Assigned task: Keeping every word intact, reproduce all of the records.

##### Input data

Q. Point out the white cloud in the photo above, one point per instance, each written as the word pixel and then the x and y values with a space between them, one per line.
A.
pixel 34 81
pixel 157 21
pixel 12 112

##########

Task response:
Q. Point out the white cloud in the photo above, one point per instance, each written as the word pixel and then the x and y values with a space between them, one per line.
A.
pixel 34 81
pixel 157 21
pixel 12 112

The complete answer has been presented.